Document:
GABON, 1982:
(I) - Cocobeach : en garde à vue
« Chez Mado »
Pascale
n’est pas entièrement d’accord avec mon dernier texte. J’y saute notamment à
pieds joints par-dessus la beauté, la splendeur de la traversée de l’estuaire
du fleuve-frontière, le rio Muni, entre Kogo (Guinée Equatoriale) et Cocobeach
(Gabon). C’est pourtant un choc: on retrouve le ciel et la lumière après la
longue nuit d’un interminable tunnel de verdure sombre, on retrouve les
horizons larges, les grands espaces après des champs de vision limités à quelques
énormes troncs d’arbre, on retrouve des habitations humaines après des
kilomètres de fourmilières…
(Kogo, Guinée Equatoriale, sur le Muni. Le village a été ravagé par un
ouragan en 2008)
Pascale a
raison. Je lui donne la parole : « Ce qui m’a le plus frappée,
moi, dans cette expédition, c’est la Nature avec un grand N, c’est de me fondre
dans la Nature, d’être la Nature. Je l’ai ressenti aussi bien pendant la
traversée des forêts profondes grouillantes de vie mais quasiment inhabitées
par l’homme que pendant la traversée de l’estuaire qui nous restituait des
horizons lointains débouchant sur l’infini de l’Océan. J’ai rencontré la Vie
avec un grand V. J’ai pensé alors que cette osmose, cette communion, c’était
peut-être ce qu’il était convenu d’appeler Dieu ».

Énoncé:
Dans le récit sur Cocobeach, entre quelles deux localités se fait la traversée de l'estuaire du rio Muni ? Précisez le pays de chacune, s'il vous plaît.

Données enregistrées
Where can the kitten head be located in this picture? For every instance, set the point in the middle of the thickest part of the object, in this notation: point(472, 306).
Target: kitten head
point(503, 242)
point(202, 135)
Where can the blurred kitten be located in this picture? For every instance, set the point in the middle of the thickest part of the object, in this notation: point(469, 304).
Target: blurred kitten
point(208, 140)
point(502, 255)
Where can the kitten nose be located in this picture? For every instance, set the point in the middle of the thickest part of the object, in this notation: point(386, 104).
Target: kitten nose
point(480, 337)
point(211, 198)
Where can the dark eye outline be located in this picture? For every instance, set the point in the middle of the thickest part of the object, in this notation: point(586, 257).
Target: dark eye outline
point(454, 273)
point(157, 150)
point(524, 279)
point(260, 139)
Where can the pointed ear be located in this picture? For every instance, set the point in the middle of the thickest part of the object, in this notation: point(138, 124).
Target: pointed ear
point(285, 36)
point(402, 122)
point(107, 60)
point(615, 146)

Résultat:
Entre Kogo, en Guinée Équatoriale, et Cocobeach, au Gabon.